▶ [Instruction A] List every abbreviation defined in the note beneath Table 5 of the climate change perception text, giving the meaning of each.
▶ [Instruction B] Carry on the climate change perception text from the point where it stops.

▶ [Text]
▶

We further analyzed the indirect effects to examine whether place attachment was a significant mediator of the relationship between the climate change perception and two types of PEBs. Bootstrapping results provided support for the relationships among the variables (Table 5). The confidence intervals for all indirect effects did not include zero, suggesting that each of the three paths in the hypothesized model showed statistically significant indirect effects. These findings provide empirical evidence that climate change perception positively influenced off-site PEB indirectly through place identity (path 2: indirect effect = 0.150, 95%CI = [0.077, 0.230], p < 0.01) and social bonding (path 3: indirect effect = 0.139, 95%CI = [0.058, 0.231], p < 0.01).
Table 5
| Path | Indirect effect | Direct effect | S.E. | 95% C.I. | Total effect |
|---|---|---|---|---|---|
| CCP → PI → ONPEB | 0.142*** | 0.409 | 0.0378 | (0.073, 0.221) | 0.551 |
| CCP → PI → OFFPEB | 0.150*** | 0.328 | 0.0390 | (0.077, 0.230) | 0.478 |
| CCP → SB → OFFPEB | 0.139** | 0.0436 | (0.058, 0.231) | 0.467 |
Summary of indirect effects of place attachment (place identity, place dependence and social bonding) on the relationship between climate change perception and pro-environmental behaviors using bootstrapped 95% confidence intervals (lower and upper bounds).
** p < 0.01, ***p < 0.001.
PI, place identity; SB, social bonding; CCP, climate change perception; ONPEB, on-site pro-environmental behaviors; OFFPEB, off-site pro-environmental behaviors.
In addition, the indirect effects of climate change perception on on-site PEB were positively mediated by place identity (path 1: indirect effect = 0.142, 95%CI = [0.073, 0.221], p < 0.001). Since both the direct and indirect effects remained significant, place identity partially mediated the relationships between climate change perception and both on-site and off-site PEBs. Social bonding also served as a partial mediator of the link between climate change perception and off-site PEB, whereas place dependence did not show a significant mediating effect.
4.4 Direct effects
Bias-corrected bootstrapping indicated that the climate change perception → off-site PEB was significant (β = 0.267, t = 4.74, 95% CI [0.167, 0.389]) and the climate change perception → on-site PEB was also significant (β = 0.364, t = 6.18, 95% CI [0.255, 0.484]). The direct effect was stronger for on-site PEB than for off-site PEB, consistent with the idea that climate-related beliefs translate more forcefully into context-bound stewardship while still generalizing to everyday practices. Together with the significant indirect effects via place identity and social bonding (Section 4.3), these results indicate a partial-mediation pattern.

◀

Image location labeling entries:
▶

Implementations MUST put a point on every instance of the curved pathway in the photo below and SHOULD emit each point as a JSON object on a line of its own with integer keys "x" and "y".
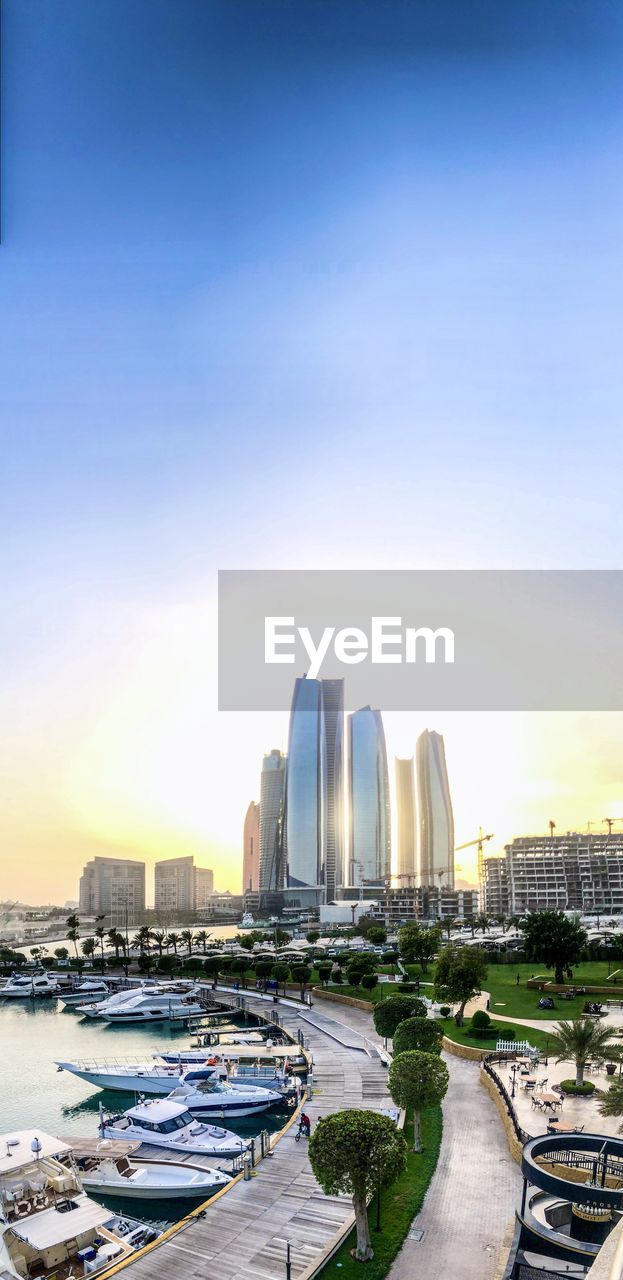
{"x": 473, "y": 1192}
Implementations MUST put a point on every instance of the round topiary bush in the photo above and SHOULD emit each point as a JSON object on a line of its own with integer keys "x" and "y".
{"x": 580, "y": 1091}
{"x": 481, "y": 1018}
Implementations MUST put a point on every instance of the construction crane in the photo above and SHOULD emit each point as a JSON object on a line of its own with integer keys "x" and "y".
{"x": 480, "y": 841}
{"x": 610, "y": 823}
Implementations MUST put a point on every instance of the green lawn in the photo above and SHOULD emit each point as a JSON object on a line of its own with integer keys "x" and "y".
{"x": 539, "y": 1040}
{"x": 399, "y": 1205}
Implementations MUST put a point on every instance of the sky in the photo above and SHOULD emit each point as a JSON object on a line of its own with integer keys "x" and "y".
{"x": 289, "y": 286}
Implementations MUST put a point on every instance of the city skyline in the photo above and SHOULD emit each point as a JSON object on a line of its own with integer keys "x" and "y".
{"x": 296, "y": 302}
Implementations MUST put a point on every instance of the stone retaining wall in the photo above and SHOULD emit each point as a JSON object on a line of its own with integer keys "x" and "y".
{"x": 514, "y": 1146}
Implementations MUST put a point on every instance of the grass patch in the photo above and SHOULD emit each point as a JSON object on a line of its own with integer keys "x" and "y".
{"x": 537, "y": 1038}
{"x": 399, "y": 1205}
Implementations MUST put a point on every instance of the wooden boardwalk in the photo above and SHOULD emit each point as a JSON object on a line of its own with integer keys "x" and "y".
{"x": 244, "y": 1232}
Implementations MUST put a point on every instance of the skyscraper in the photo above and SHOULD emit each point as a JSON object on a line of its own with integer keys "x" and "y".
{"x": 434, "y": 810}
{"x": 113, "y": 886}
{"x": 174, "y": 885}
{"x": 370, "y": 839}
{"x": 251, "y": 849}
{"x": 333, "y": 720}
{"x": 306, "y": 787}
{"x": 271, "y": 809}
{"x": 406, "y": 816}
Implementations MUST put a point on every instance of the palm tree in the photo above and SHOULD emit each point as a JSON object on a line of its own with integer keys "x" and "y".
{"x": 612, "y": 1102}
{"x": 73, "y": 931}
{"x": 159, "y": 937}
{"x": 578, "y": 1042}
{"x": 187, "y": 938}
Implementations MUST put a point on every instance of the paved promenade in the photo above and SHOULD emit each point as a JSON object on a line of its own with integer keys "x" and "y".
{"x": 473, "y": 1192}
{"x": 243, "y": 1235}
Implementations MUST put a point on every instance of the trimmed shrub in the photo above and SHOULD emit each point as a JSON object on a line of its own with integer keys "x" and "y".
{"x": 581, "y": 1091}
{"x": 417, "y": 1033}
{"x": 370, "y": 981}
{"x": 481, "y": 1018}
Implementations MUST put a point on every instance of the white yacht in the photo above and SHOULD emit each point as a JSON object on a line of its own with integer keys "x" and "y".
{"x": 168, "y": 1123}
{"x": 49, "y": 1226}
{"x": 210, "y": 1097}
{"x": 113, "y": 1169}
{"x": 26, "y": 986}
{"x": 287, "y": 1056}
{"x": 168, "y": 1002}
{"x": 91, "y": 990}
{"x": 132, "y": 1075}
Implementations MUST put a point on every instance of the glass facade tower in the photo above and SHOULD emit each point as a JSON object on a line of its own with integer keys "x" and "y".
{"x": 333, "y": 720}
{"x": 370, "y": 835}
{"x": 306, "y": 787}
{"x": 271, "y": 809}
{"x": 434, "y": 809}
{"x": 406, "y": 814}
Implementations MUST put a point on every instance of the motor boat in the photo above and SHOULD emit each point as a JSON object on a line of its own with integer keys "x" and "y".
{"x": 91, "y": 990}
{"x": 288, "y": 1056}
{"x": 49, "y": 1226}
{"x": 168, "y": 1123}
{"x": 27, "y": 986}
{"x": 131, "y": 1075}
{"x": 168, "y": 1002}
{"x": 209, "y": 1097}
{"x": 108, "y": 1173}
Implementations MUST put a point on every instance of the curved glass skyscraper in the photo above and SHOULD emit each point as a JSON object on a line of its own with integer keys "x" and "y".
{"x": 306, "y": 787}
{"x": 271, "y": 809}
{"x": 370, "y": 842}
{"x": 434, "y": 809}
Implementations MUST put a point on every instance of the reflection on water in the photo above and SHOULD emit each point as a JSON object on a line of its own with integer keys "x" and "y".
{"x": 33, "y": 1034}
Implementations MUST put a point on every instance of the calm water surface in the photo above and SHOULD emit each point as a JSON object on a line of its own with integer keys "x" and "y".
{"x": 35, "y": 1095}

◀

▶ [Exercise answer A]
PI: place identity
SB: social bonding
CCP: climate change perception
ONPEB: on-site pro-environmental behaviors
OFFPEB: off-site pro-environmental behaviors

▶ [Exercise answer B]
4.5 Gender as a moderator
Using the two-stage latent interaction approach, none of the gender interactions reached significance: climate change perception × Gender → place identity (β = 0.041, 95% CI [−0.107, 0.222]), place identity × Gender → on-site PEB (β = −0.054, 95% CI [−0.220, 0.107]), place identity × Gender → off-site PEB (β = 0.010, 95% CI [−0.129, 0.143]), and social bonding × Gender → on-site PEB (β = 0.012, 95% CI [−0.104, 0.136]) were all non-significant (all |t| < 1; 95% CIs included 0). Consistently, the indirect effects (climate change perception → place identity → on-site PEB, climate change perception → place identity → off-site PEB, climate change perception → social bonding → on-site PEB) did not differ by gender based on bootstrap contrasts. Thus, gender did not moderate the three focal mediation paths in this study.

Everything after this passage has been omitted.